# Task details:
Retype everything in the records below, from the line containing "Where can the pine" down to the line containing "<point>914,92</point>", with both of those lines included.

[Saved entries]
- - - - - - -
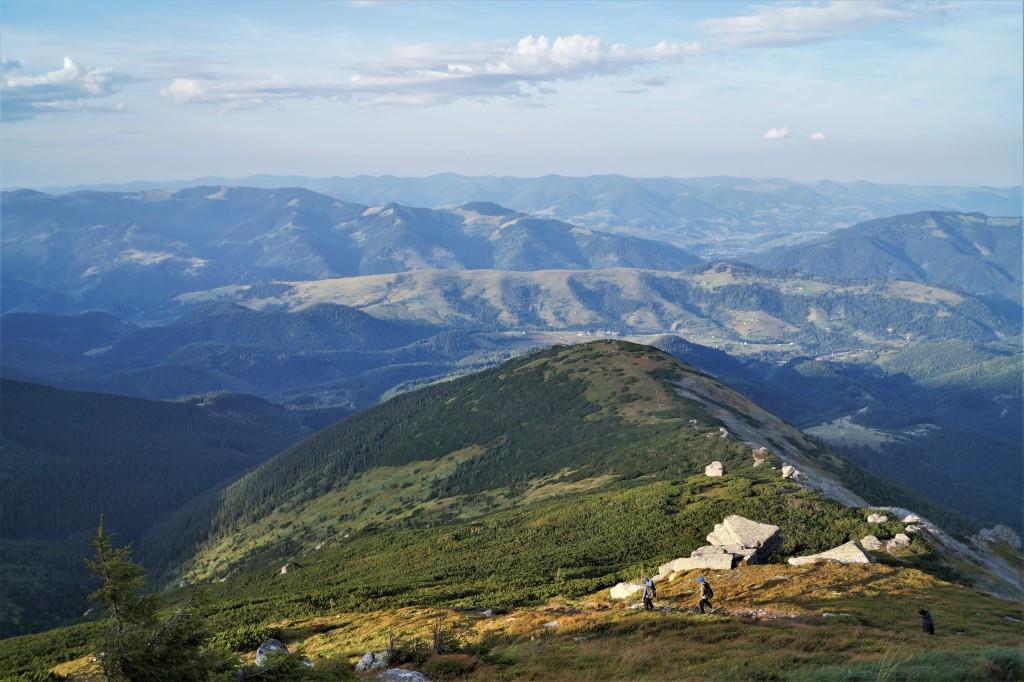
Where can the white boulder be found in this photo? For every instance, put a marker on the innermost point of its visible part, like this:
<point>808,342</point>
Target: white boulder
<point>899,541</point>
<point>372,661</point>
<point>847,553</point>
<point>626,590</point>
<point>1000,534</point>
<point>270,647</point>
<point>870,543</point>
- - - - - - -
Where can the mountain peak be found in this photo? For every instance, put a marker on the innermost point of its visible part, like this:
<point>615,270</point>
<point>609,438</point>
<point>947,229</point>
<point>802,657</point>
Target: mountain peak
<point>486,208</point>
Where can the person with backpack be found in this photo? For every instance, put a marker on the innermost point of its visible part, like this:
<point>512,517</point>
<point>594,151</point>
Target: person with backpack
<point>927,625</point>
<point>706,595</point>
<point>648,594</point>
- - - - - - -
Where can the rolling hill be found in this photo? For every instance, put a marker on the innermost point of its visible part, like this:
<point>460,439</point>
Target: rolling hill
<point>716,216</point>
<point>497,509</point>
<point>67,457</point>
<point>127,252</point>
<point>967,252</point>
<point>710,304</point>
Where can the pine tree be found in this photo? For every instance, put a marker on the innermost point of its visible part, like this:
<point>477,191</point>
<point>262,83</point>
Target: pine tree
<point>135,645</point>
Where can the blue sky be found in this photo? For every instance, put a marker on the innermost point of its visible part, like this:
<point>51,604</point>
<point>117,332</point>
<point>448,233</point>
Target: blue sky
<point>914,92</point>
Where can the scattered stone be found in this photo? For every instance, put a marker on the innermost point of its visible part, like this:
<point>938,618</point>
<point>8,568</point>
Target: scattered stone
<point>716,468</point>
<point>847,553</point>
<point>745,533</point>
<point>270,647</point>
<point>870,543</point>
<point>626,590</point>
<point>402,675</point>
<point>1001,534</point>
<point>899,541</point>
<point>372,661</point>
- - - - - - -
# Answer below:
Where can the pine tree be found in this photo? For every instance, put a marker on the innermost point of its visible part, like this:
<point>477,191</point>
<point>262,83</point>
Target: pine tree
<point>135,645</point>
Where can the blue sky be found in this photo? For every instance, put a marker on the innermost point of its visible part, like this:
<point>51,604</point>
<point>117,332</point>
<point>448,233</point>
Target: blue sky
<point>914,92</point>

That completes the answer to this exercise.